# [Directions]
I'd like every entry returned exactly as it is, with the images left out.

==== Entries provided

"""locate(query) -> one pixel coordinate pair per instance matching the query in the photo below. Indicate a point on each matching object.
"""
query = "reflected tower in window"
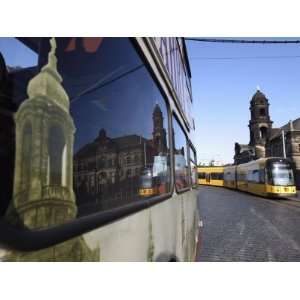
(43, 182)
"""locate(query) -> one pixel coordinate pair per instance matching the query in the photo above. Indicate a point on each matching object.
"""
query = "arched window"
(26, 154)
(263, 132)
(56, 145)
(262, 112)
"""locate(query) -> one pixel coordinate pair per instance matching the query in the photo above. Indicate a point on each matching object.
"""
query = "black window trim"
(188, 188)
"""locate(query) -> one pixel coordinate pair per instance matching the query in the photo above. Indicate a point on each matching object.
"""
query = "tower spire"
(47, 83)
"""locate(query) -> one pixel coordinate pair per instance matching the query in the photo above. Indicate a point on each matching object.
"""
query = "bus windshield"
(282, 175)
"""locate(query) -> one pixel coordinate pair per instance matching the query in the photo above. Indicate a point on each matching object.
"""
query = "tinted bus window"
(180, 157)
(116, 126)
(18, 64)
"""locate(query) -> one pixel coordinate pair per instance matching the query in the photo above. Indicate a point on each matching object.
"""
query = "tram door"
(207, 177)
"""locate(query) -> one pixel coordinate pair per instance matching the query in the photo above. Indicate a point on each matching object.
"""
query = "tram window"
(120, 144)
(254, 176)
(201, 175)
(180, 154)
(217, 176)
(262, 176)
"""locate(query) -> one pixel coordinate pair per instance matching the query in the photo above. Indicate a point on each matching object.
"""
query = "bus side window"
(180, 157)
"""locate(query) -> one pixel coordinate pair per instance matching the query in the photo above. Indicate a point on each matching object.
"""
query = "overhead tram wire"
(243, 41)
(245, 57)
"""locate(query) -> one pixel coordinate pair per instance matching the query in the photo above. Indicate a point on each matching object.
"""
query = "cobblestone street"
(243, 227)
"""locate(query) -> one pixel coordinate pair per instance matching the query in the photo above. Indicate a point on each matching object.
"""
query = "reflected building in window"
(107, 171)
(43, 179)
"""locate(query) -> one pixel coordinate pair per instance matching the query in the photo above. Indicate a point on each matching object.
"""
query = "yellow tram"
(212, 175)
(268, 177)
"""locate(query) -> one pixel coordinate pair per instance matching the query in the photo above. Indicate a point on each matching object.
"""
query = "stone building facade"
(266, 141)
(260, 127)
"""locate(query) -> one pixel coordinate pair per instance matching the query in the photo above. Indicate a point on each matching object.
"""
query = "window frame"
(185, 189)
(43, 238)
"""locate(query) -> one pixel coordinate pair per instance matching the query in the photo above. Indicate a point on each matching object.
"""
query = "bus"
(97, 159)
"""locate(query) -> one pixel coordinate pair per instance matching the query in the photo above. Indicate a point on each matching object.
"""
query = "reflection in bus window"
(121, 123)
(18, 64)
(180, 154)
(120, 146)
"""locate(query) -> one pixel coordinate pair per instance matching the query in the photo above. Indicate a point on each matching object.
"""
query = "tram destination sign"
(171, 52)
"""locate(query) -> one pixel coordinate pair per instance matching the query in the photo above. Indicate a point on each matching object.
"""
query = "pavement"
(242, 227)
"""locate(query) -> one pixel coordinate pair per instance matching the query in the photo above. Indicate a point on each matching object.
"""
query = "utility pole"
(283, 143)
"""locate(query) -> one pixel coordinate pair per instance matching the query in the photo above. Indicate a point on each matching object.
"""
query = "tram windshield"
(282, 175)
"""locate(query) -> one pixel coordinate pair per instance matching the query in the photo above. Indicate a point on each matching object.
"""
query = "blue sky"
(222, 90)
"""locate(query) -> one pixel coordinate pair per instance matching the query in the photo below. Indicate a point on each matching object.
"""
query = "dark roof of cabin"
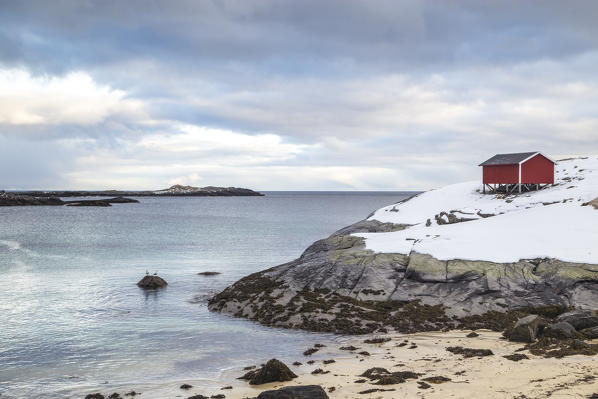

========

# [Finished exercise]
"""locate(query) -> one pixel coordinate pair per instance matching the query in the photo below. Indicate a point on each matching object.
"""
query = "reflected tower in window"
(43, 182)
"""locate(query) -> one pixel coordinate pair per instance matching the query in the photo above. Indicate a point on each matching object.
"""
query = "arched window"
(26, 154)
(263, 132)
(56, 145)
(262, 112)
"""locate(query) -> one pixel coordinate pair per instance matching the query in the photo above. Indicate a point on each matching object.
"""
query = "black window trim"
(188, 188)
"""locate(query) -> one pixel coordinate pair per instance matching the query in the photo above. Indicate a point on each matching object.
"""
query = "tower spire"
(47, 83)
"""locate(query) -> one pixel coordinate pair per instance matching the query in the photo above. Indicate a point on each matching object.
"""
query = "bus windshield"
(282, 175)
"""locate(query) -> one pixel coordinate pair per instance matching the query in the photo above. Indicate a point on each matching object.
"""
query = "tinted bus window"
(180, 157)
(116, 126)
(18, 64)
"""locate(query) -> one pixel coordinate pair per instance matching the query in the photo above. Indicate a point on each matching object.
"""
query = "tram door"
(207, 177)
"""locate(query) -> one pixel coordinate pair per instance matching the query in the photo above. Indicate a point on each matching object.
"""
query = "tram window"
(120, 144)
(254, 176)
(201, 175)
(180, 154)
(217, 176)
(262, 176)
"""locate(query) -> one pixel coordinate pair per instance matching the query in the photo above. Indicate a point on each matching object.
"""
query = "bus side window"
(180, 157)
"""locate(query) -> one pixel coordinate pair per instance matching the query in the photo above. Indicate a point on each matching object.
"""
query = "overhead tram wire"
(243, 41)
(245, 57)
"""locate(query) -> one pixel coordinate pair per instance matching the query in the photo above. Indicate a point on each matching object.
"""
query = "cobblestone street"
(243, 227)
"""locate(query) -> one pixel coordinate pair per instance matching the query in the photo above. Indicate a point on each matching object.
"""
query = "reflected building in window"
(107, 171)
(43, 179)
"""locate(query) -> one pixel coordinate pair per instance matching the query in the photo above. Indicate a point on each matching object.
"""
query = "yellow tram"
(212, 175)
(268, 177)
"""locate(query) -> one pixel coordinate pair per instance matching the query in the photo above. Indicate a point on each matching object.
"""
query = "stone building facade"
(266, 141)
(260, 127)
"""locate(query) -> one pixel coordinate pair per instance matching the query in the photo above. Indicate a point on each matching object.
"""
query = "window frame"
(185, 189)
(43, 238)
"""locate(query) -> one pixel coordinate pair per instance matching the query in the photo above. Indicate a point on each matching object.
"""
query = "bus"
(97, 159)
"""locate(query) -> one pixel coordinate pair per instance matching the query in the photo above. Indicate a point on each matching object.
"""
query = "reflection in bus window"
(121, 123)
(18, 64)
(180, 154)
(120, 146)
"""locate(query) -> one pixel coordinate pair per instance matching the query in the photo above. Indicate a point on each matching object.
"""
query = "tram destination sign"
(171, 52)
"""locate(query) -> one pixel coordinate pair per instance matching the query in the photo above. Indicate a point on each matching object.
"""
query = "pavement"
(242, 227)
"""locate(query) -> one pixel coordinate pair per instance matching the query in the photo above. Indicate a point on each matching object.
"""
query = "utility pole"
(283, 143)
"""locate(query) -> one pixel coordinate pair per instance matching the query in the photo above. Indicate a point on each matching object.
"""
query = "tram windshield"
(282, 175)
"""locate(query) -> one pixel coordinate pair per instance matching the query in the photo above. Indicate a point on each matching object.
"""
query = "blue sky"
(222, 90)
"""locate(query) -> one pixel coordinate pair per instance matching the query in the photo below. Indicate a point on each matching object.
"""
query = "dark roof of cabin"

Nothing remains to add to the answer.